_Challenge:_ Return every line of the listing below that contains the string "pink".

Location identification entries
════════════════

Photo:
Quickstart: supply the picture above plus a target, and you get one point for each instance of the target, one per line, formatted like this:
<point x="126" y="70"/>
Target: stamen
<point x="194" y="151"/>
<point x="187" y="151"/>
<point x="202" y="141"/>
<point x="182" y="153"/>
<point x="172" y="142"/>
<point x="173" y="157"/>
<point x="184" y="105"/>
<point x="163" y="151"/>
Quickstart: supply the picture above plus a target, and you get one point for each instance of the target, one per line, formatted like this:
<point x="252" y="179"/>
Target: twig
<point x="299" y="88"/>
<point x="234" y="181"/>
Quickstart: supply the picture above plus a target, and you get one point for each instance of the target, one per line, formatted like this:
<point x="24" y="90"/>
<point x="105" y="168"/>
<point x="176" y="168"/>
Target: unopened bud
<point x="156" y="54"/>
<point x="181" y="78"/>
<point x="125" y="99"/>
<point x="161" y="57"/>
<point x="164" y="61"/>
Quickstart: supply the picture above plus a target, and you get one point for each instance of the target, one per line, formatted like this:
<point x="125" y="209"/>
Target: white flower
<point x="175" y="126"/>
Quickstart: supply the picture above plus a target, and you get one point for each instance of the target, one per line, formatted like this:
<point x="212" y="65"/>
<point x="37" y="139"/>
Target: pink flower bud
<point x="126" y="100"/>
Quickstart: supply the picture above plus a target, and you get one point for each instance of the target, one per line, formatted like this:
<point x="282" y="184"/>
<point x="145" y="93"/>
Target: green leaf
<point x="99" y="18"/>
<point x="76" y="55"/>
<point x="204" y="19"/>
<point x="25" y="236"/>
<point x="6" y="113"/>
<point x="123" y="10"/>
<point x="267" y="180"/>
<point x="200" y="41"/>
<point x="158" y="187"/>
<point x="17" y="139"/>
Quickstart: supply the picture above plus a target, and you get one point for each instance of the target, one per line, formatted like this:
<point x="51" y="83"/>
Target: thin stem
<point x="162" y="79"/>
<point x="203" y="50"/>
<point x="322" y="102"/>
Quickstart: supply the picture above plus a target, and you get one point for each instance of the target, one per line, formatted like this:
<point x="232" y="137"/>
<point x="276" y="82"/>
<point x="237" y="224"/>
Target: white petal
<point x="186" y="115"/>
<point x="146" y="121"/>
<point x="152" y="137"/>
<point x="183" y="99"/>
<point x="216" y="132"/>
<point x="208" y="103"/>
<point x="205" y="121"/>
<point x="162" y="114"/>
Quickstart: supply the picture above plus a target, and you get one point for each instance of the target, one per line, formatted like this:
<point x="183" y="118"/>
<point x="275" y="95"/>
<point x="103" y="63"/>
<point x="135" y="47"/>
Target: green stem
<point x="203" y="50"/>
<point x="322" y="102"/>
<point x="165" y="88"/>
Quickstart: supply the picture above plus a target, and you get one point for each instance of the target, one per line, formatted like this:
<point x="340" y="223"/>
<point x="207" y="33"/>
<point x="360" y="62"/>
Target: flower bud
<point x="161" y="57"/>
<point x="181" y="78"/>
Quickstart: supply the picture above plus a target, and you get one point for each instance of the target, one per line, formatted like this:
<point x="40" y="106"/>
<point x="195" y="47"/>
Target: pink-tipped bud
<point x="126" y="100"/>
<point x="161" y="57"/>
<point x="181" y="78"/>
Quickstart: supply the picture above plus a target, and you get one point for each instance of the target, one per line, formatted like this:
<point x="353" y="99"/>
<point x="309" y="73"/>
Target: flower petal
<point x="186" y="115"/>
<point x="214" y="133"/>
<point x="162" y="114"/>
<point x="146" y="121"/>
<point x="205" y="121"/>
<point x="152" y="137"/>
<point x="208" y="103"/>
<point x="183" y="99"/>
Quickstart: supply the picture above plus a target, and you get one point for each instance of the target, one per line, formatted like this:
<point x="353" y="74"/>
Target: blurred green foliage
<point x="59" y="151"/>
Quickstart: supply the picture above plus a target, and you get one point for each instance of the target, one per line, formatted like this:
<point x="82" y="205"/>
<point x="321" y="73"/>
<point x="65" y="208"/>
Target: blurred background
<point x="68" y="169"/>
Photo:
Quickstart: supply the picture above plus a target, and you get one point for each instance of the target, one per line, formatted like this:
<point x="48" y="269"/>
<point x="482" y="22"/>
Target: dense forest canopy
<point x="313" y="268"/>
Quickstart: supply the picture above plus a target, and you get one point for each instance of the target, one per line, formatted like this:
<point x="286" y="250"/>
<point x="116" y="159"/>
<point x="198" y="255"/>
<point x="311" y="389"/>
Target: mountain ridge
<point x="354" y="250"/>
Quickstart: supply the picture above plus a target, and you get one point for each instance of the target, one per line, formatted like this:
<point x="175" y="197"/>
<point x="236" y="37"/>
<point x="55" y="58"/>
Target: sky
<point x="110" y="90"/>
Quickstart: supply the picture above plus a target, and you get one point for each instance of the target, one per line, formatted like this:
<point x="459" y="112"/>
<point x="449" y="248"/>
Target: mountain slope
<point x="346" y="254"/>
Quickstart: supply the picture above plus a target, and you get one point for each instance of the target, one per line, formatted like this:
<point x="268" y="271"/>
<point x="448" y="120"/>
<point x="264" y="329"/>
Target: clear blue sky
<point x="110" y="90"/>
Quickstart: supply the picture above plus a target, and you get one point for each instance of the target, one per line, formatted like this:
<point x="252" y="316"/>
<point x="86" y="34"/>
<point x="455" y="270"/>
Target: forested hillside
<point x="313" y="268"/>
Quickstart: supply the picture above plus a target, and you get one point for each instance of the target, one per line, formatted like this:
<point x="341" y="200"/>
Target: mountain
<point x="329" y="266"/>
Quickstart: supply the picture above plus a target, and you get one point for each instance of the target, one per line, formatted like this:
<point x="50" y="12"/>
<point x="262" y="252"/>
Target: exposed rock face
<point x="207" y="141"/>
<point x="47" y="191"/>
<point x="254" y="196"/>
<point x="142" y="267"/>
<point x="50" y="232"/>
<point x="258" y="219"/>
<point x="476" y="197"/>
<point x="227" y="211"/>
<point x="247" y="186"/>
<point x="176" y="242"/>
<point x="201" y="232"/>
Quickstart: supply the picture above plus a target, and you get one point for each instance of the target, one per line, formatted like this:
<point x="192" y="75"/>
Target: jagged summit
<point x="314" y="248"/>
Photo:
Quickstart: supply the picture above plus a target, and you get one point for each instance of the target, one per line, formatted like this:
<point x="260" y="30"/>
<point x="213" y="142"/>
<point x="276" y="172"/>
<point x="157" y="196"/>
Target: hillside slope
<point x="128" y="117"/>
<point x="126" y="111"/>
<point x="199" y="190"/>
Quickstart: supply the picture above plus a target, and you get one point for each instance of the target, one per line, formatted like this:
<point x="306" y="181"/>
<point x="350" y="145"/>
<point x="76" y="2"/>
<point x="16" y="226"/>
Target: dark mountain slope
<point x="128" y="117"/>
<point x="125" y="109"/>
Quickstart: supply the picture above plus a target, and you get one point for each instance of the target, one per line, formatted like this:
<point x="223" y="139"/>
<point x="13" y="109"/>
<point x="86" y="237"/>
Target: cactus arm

════════════════

_Exercise result:_
Target: pink flower bud
Target: pink-tipped bud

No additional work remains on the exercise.